§ **WHAT TO WORK ON**: Print the passage on CNN accelerators in full, without changing anything.

Index Terms—Convolutional neural network, convolutional layer, general matrix multiplication, systolic array, image-to-column, lowering, ResNet, DenseNet

## **1** INTRODUCTION TO CNN ACCELERATORS

VARIOUS CNN accelerators [1], [5], [8] proposed as Convolutional Neural Networks (CNNs) are widely used for understanding visual information. Among those, Google's TPU adopts a systolicarray (SysAr) structure [5]. The SysAr  $[x \times y]$  structure can be largely divided into three parts: a 2D  $[x \times y]$  processing element (PE) array, a unified buffer (UB), and accumulators (ACC). The PE array is the unit for MAC operation, in which the size of x and y determines the number of MAC operations that can be processed at a time. UB serves to store input and output for data reuse. ACC stores partial sums calculated in the PE array and performs accumulation operations necessary to generate the final output.

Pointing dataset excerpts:
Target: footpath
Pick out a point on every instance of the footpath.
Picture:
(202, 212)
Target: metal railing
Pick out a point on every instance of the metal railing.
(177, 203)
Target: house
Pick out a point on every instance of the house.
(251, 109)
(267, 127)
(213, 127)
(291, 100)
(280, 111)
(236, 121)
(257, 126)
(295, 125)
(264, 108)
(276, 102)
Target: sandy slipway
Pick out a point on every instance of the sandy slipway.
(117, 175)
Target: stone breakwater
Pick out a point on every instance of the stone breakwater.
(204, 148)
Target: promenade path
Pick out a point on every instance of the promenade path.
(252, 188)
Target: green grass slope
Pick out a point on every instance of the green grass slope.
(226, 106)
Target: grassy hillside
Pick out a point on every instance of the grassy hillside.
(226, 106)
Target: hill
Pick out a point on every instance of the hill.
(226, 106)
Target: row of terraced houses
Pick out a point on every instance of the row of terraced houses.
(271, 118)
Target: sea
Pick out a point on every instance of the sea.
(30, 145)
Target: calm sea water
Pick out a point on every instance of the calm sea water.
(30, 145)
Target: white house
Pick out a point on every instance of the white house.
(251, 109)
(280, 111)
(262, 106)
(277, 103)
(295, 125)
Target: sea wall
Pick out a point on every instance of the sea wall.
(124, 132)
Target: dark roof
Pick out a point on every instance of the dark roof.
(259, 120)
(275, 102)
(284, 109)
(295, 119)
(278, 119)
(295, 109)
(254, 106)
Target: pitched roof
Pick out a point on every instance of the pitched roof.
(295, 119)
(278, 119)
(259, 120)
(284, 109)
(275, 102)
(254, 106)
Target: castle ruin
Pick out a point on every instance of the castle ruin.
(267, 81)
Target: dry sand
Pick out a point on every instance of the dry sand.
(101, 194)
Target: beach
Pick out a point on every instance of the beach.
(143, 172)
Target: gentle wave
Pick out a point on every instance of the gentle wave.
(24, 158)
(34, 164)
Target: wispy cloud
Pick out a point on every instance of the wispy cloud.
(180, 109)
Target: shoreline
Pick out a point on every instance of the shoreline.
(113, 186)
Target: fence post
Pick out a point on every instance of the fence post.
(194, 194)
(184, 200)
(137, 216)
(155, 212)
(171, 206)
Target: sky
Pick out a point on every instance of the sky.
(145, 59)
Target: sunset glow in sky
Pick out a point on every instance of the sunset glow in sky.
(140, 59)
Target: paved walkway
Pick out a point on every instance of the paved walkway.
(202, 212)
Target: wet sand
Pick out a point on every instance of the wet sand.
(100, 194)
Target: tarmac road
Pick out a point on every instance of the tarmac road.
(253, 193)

§ **OUTPUT FOR THIS TASK**:
Index Terms—Convolutional neural network, convolutional layer, general matrix multiplication, systolic array, image-to-column, lowering, ResNet, DenseNet

## **1** INTRODUCTION TO CNN ACCELERATORS

VARIOUS CNN accelerators [1], [5], [8] proposed as Convolutional Neural Networks (CNNs) are widely used for understanding visual information. Among those, Google's TPU adopts a systolicarray (SysAr) structure [5]. The SysAr  $[x \times y]$  structure can be largely divided into three parts: a 2D  $[x \times y]$  processing element (PE) array, a unified buffer (UB), and accumulators (ACC). The PE array is the unit for MAC operation, in which the size of x and y determines the number of MAC operations that can be processed at a time. UB serves to store input and output for data reuse. ACC stores partial sums calculated in the PE array and performs accumulation operations necessary to generate the final output.